Excerpts from a dataset
■ ■ ■

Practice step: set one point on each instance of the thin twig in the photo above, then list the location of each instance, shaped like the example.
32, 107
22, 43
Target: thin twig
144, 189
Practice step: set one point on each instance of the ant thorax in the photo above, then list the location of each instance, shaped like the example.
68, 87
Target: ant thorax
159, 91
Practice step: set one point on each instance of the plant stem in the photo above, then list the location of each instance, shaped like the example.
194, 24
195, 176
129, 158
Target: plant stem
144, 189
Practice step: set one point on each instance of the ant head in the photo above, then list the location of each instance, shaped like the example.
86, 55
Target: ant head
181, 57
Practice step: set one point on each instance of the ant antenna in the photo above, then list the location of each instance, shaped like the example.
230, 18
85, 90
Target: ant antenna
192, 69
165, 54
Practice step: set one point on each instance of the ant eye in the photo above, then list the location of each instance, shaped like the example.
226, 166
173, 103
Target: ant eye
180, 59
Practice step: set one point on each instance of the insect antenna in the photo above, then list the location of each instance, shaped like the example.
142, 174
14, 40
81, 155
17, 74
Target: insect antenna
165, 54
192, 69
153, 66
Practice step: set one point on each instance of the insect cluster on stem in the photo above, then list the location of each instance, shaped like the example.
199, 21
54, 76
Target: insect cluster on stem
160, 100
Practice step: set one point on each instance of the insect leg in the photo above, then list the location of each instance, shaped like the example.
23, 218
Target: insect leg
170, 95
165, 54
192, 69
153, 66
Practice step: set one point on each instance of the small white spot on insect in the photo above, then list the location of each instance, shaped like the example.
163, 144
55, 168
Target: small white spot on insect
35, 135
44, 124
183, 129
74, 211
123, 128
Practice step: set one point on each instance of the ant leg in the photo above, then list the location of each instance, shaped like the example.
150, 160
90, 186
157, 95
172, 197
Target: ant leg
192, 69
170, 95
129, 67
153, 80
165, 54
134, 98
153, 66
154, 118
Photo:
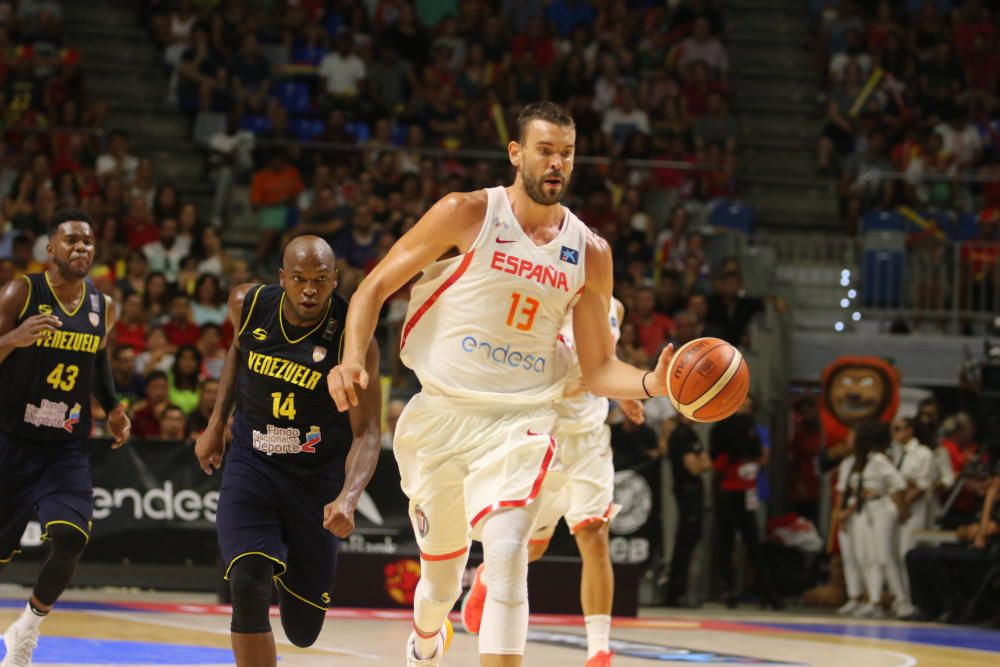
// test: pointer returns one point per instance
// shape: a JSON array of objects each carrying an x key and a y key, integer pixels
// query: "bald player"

■ ■ ■

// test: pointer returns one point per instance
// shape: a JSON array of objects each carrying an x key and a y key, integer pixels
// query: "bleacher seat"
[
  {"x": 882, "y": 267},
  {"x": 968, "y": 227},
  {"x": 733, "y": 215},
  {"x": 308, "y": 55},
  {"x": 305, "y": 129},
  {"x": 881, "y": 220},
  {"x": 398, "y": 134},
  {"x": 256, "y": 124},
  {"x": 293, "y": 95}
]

■ ■ ■

* _WORK TASK_:
Transcribe each line of the data above, unaltered, from the one where "Practice step: set one point on each instance of the thin" appears to the one where "the ant antenna" appears, inclusive of both.

* _PROBLEM SOLUTION_:
Practice step: set one point on each instance of the thin twig in the photo above, then list the location of each instance, shaped like the example.
32, 107
22, 43
Target: thin twig
144, 189
Practice step: set one point on each instance of the ant thorax in the photo above, then list the location of each instance, shaped like the example.
68, 87
Target: ant thorax
159, 91
Practice step: set one point on each instance of the plant stem in the photo above, then list the location of each instance, shaped like the example.
194, 24
195, 176
129, 158
Target: plant stem
144, 189
Practice step: set one point on each instance of the ant head in the photo above, then list the location of each instance, shaped like the example.
86, 55
Target: ant head
181, 57
Practice step: set one point on each instance of the ant antenna in the photo above, then list the location of each instance, shaped like the example.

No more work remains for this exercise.